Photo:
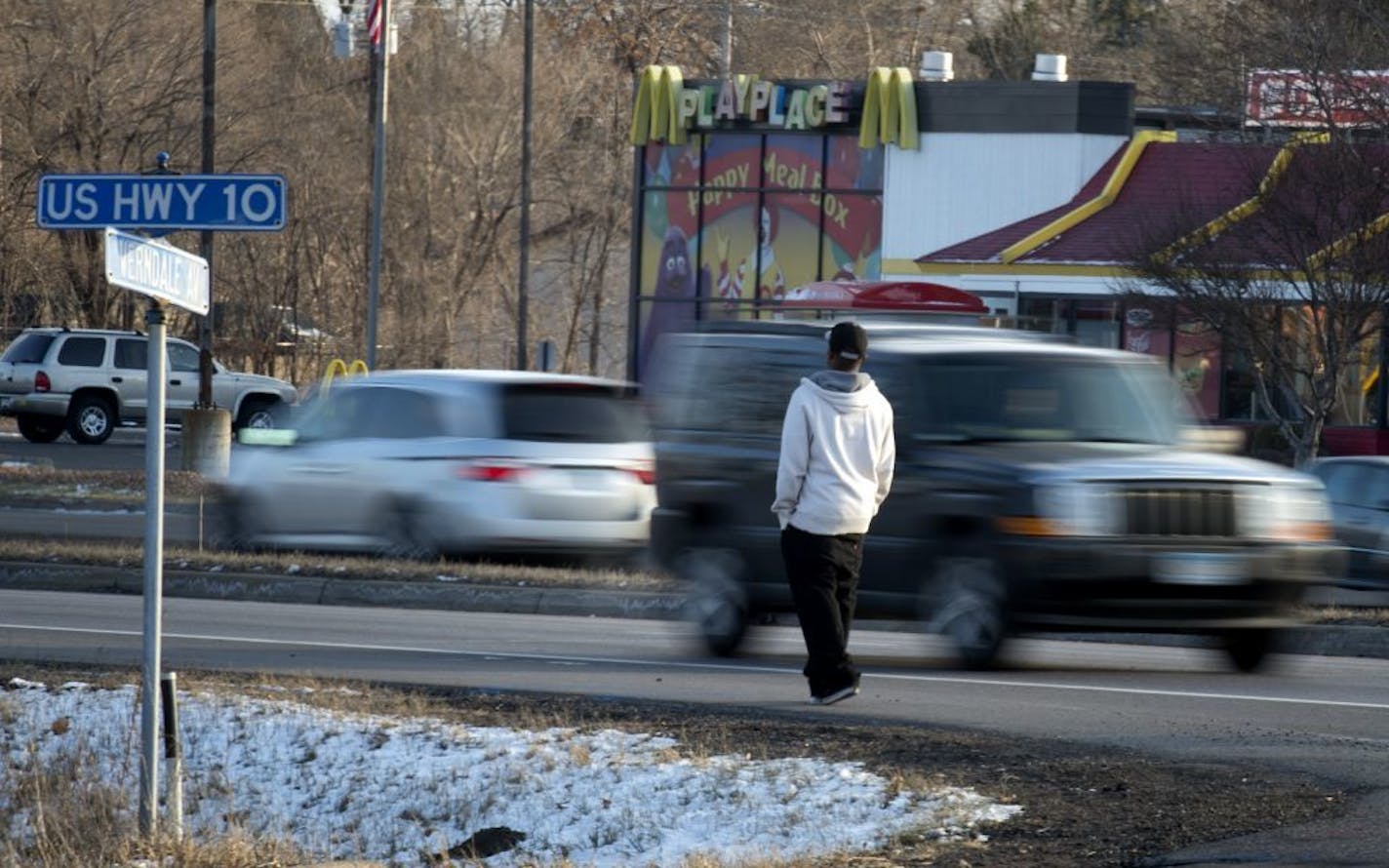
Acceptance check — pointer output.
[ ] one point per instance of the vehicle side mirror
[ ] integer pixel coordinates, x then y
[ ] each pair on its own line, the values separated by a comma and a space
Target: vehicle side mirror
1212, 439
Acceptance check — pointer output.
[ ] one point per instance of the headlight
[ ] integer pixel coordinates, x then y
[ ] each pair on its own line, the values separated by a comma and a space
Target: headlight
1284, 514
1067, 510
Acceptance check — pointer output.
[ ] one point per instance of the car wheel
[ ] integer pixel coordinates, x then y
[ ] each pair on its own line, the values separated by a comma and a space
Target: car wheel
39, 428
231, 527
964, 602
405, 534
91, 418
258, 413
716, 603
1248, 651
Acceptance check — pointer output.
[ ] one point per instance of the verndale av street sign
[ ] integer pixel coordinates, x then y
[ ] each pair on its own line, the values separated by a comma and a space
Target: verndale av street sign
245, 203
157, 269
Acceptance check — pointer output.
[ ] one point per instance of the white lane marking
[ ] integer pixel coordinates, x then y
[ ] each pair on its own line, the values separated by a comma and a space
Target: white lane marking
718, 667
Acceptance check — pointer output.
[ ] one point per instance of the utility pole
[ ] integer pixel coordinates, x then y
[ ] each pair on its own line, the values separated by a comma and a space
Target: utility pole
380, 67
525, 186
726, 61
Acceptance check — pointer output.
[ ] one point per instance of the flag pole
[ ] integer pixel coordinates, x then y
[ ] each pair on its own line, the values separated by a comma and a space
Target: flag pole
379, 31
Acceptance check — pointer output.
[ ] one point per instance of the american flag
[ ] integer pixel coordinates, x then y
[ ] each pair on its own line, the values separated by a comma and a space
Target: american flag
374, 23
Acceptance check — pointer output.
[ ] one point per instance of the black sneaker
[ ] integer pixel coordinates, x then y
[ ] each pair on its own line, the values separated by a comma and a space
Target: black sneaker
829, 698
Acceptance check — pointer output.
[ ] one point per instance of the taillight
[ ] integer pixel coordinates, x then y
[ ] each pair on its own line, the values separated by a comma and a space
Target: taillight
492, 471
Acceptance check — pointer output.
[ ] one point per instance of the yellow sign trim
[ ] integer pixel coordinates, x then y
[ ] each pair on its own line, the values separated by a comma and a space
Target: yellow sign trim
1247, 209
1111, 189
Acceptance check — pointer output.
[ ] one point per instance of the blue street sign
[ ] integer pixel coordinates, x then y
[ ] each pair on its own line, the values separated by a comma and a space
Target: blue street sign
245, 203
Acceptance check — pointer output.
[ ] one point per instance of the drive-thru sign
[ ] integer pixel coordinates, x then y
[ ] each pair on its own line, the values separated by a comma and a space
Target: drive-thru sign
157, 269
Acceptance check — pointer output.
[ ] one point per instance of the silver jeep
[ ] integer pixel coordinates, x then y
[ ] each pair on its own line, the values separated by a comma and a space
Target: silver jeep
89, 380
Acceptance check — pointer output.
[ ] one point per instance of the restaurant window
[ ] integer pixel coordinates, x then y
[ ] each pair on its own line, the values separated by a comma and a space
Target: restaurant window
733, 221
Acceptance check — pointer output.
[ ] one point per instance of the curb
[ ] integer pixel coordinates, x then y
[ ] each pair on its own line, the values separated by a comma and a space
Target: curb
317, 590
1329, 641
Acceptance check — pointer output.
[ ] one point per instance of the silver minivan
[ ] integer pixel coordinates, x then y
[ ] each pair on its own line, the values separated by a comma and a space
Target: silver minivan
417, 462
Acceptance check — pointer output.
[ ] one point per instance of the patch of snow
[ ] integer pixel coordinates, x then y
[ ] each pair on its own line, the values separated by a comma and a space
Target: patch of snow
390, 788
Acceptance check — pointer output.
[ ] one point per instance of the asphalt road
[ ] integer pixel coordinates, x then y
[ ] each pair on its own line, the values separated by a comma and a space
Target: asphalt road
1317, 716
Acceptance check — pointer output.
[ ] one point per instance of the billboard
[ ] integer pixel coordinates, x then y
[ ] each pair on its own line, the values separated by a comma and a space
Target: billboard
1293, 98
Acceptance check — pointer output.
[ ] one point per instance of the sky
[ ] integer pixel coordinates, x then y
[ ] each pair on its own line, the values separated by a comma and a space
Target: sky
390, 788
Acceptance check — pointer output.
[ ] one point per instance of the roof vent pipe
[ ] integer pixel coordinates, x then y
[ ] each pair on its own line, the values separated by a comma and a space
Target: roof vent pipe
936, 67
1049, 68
* * *
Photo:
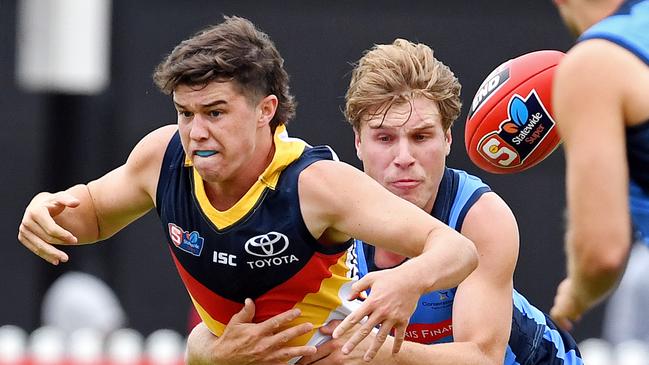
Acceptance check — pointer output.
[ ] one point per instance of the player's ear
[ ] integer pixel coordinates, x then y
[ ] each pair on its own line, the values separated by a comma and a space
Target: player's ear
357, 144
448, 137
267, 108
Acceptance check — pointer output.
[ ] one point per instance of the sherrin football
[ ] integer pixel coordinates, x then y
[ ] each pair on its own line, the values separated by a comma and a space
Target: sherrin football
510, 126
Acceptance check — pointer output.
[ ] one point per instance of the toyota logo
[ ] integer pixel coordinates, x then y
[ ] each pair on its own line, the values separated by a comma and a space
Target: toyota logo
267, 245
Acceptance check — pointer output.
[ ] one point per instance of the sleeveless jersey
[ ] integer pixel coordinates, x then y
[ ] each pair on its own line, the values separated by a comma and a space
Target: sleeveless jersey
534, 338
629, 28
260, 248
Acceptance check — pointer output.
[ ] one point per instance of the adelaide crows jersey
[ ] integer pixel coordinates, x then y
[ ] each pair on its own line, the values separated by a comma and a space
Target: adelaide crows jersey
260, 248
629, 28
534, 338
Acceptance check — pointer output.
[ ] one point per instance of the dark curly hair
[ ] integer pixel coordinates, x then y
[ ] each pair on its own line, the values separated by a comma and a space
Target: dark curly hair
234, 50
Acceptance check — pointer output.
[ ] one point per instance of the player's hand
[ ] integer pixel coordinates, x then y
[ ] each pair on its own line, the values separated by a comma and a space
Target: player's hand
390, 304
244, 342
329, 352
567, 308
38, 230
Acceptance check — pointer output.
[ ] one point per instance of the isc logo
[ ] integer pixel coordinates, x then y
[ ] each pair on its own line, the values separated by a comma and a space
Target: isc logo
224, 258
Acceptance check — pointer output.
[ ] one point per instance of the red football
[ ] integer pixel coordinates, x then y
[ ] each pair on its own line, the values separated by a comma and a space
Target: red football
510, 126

Set exercise:
List every line of the records above that contains the string "football", treating uppercase and lowercase letters as distinct.

Reply:
[ ] one point per instance of the sherrin football
Target: sherrin football
[ ] one point per instance of the red football
Target: red football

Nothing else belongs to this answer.